Select each line below that contains the word "lake" and copy it out.

[Records of labeled points]
____

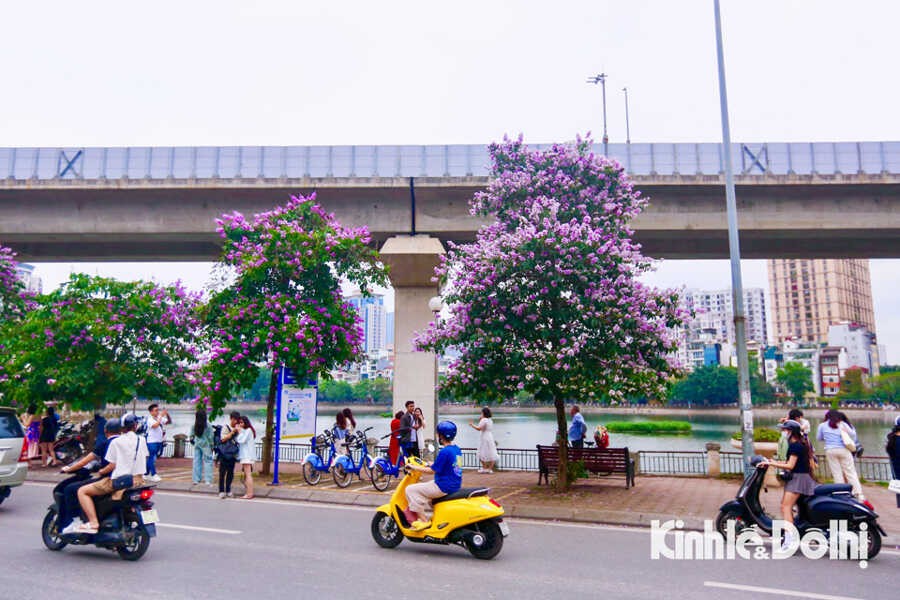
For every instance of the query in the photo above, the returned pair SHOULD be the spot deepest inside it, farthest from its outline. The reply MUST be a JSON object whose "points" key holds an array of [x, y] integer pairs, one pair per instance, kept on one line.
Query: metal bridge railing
{"points": [[298, 162]]}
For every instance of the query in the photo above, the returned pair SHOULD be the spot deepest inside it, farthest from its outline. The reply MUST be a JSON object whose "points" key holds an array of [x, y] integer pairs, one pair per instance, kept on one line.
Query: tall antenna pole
{"points": [[734, 251], [601, 79]]}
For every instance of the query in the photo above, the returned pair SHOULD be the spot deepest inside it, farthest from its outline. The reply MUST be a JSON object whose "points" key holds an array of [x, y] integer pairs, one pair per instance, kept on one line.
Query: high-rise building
{"points": [[808, 295], [374, 320], [713, 310]]}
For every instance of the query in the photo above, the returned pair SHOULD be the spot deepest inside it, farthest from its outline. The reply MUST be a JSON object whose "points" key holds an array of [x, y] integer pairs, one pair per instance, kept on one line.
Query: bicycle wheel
{"points": [[311, 475], [341, 476], [380, 480]]}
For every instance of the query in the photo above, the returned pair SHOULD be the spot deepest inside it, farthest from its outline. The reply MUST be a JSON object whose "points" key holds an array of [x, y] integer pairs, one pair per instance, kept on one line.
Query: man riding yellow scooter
{"points": [[464, 516], [447, 471]]}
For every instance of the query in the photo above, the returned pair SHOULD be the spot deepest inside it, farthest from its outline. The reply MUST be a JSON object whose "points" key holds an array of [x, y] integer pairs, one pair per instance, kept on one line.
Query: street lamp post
{"points": [[601, 79], [734, 251], [436, 305]]}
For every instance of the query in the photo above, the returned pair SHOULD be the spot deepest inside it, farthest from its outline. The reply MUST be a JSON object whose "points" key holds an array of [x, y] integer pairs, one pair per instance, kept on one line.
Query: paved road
{"points": [[213, 548]]}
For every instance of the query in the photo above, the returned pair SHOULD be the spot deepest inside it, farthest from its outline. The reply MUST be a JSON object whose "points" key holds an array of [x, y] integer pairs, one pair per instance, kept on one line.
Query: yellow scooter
{"points": [[468, 517]]}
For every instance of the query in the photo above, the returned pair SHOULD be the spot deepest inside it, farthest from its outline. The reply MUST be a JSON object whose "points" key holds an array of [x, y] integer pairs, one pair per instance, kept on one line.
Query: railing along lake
{"points": [[650, 462]]}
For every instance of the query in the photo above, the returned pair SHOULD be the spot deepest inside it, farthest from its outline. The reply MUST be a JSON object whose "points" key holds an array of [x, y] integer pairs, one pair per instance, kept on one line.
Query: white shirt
{"points": [[121, 452], [154, 434]]}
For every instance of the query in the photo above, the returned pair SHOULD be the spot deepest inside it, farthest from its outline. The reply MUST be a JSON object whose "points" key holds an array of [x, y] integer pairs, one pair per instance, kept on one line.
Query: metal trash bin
{"points": [[179, 444]]}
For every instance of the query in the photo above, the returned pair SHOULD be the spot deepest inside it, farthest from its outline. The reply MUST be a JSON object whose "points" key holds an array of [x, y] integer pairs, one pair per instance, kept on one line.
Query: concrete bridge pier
{"points": [[412, 259]]}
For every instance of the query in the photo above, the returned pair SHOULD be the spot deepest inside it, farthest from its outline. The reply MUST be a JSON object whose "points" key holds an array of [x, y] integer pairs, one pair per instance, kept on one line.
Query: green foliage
{"points": [[97, 340], [282, 301], [576, 470], [760, 434], [649, 427], [796, 379]]}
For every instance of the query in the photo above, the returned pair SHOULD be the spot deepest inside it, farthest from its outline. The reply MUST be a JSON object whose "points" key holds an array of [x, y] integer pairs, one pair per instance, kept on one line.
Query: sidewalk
{"points": [[596, 500]]}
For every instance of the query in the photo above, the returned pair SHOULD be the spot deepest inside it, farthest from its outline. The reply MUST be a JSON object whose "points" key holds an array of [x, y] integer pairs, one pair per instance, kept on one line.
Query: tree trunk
{"points": [[562, 440], [268, 441]]}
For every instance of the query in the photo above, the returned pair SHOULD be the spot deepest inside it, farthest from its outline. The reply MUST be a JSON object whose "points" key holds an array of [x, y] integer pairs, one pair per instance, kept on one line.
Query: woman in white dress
{"points": [[487, 447]]}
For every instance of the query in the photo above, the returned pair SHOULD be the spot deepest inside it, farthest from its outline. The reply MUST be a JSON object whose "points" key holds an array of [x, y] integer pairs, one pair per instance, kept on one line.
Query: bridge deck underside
{"points": [[166, 222]]}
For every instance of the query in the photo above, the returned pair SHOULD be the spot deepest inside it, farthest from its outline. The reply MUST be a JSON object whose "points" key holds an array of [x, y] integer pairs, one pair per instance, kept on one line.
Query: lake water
{"points": [[525, 429]]}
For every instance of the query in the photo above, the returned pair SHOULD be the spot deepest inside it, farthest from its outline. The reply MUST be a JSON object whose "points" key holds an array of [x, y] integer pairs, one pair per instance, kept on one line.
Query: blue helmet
{"points": [[447, 429]]}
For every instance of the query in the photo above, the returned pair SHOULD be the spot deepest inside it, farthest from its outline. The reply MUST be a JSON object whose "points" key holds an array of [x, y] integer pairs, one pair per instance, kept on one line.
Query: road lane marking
{"points": [[779, 591], [196, 528]]}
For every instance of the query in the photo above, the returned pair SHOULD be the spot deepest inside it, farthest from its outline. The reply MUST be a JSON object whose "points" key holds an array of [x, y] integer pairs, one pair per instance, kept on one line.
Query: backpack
{"points": [[227, 450]]}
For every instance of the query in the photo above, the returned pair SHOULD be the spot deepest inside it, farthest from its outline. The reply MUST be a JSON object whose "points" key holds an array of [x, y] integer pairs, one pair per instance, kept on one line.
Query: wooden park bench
{"points": [[600, 461]]}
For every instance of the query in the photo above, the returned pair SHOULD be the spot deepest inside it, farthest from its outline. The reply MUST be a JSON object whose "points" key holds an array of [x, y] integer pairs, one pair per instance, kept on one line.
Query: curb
{"points": [[621, 518]]}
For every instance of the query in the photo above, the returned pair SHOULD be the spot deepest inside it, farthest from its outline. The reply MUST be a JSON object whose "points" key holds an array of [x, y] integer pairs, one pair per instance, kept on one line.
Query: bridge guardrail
{"points": [[298, 162]]}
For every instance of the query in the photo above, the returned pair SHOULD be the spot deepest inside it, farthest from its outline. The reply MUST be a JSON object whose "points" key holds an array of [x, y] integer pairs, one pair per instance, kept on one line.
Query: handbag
{"points": [[848, 442]]}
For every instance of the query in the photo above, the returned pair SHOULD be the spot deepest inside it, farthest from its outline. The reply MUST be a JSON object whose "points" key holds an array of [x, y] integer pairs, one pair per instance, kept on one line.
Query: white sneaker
{"points": [[70, 528]]}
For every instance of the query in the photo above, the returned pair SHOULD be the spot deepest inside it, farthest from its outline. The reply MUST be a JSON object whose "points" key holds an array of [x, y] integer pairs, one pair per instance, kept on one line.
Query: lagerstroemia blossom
{"points": [[96, 340], [547, 298], [283, 305]]}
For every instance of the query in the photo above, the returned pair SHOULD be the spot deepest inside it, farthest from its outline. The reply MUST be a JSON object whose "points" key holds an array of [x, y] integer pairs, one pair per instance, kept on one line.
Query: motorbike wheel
{"points": [[137, 546], [341, 477], [385, 531], [874, 541], [50, 533], [722, 523], [311, 475], [380, 480], [486, 542]]}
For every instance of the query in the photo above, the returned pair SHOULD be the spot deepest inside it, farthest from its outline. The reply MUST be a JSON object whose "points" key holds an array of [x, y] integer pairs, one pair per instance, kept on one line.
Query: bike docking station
{"points": [[296, 411]]}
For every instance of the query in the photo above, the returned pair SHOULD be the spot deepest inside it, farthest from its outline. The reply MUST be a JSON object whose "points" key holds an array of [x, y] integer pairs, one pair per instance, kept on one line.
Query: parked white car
{"points": [[13, 454]]}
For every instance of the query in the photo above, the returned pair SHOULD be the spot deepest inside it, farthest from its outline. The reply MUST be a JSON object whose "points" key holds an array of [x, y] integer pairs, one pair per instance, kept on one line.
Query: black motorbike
{"points": [[126, 525], [832, 501]]}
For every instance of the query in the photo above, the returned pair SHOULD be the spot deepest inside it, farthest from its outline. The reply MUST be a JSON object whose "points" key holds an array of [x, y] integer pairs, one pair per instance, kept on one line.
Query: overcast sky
{"points": [[296, 73]]}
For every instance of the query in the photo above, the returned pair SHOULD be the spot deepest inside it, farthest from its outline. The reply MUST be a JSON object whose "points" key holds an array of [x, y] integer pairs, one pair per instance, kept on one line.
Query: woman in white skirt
{"points": [[487, 447]]}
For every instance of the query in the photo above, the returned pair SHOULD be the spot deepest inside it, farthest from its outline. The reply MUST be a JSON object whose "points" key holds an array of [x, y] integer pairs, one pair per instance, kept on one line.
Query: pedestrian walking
{"points": [[156, 433], [31, 422], [893, 451], [837, 435], [420, 428], [47, 437], [408, 430], [246, 454], [799, 464], [340, 430], [487, 445], [202, 438], [227, 450], [578, 428], [394, 443]]}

____

__Solution for this exercise__
Query: railing along lake
Query: lake water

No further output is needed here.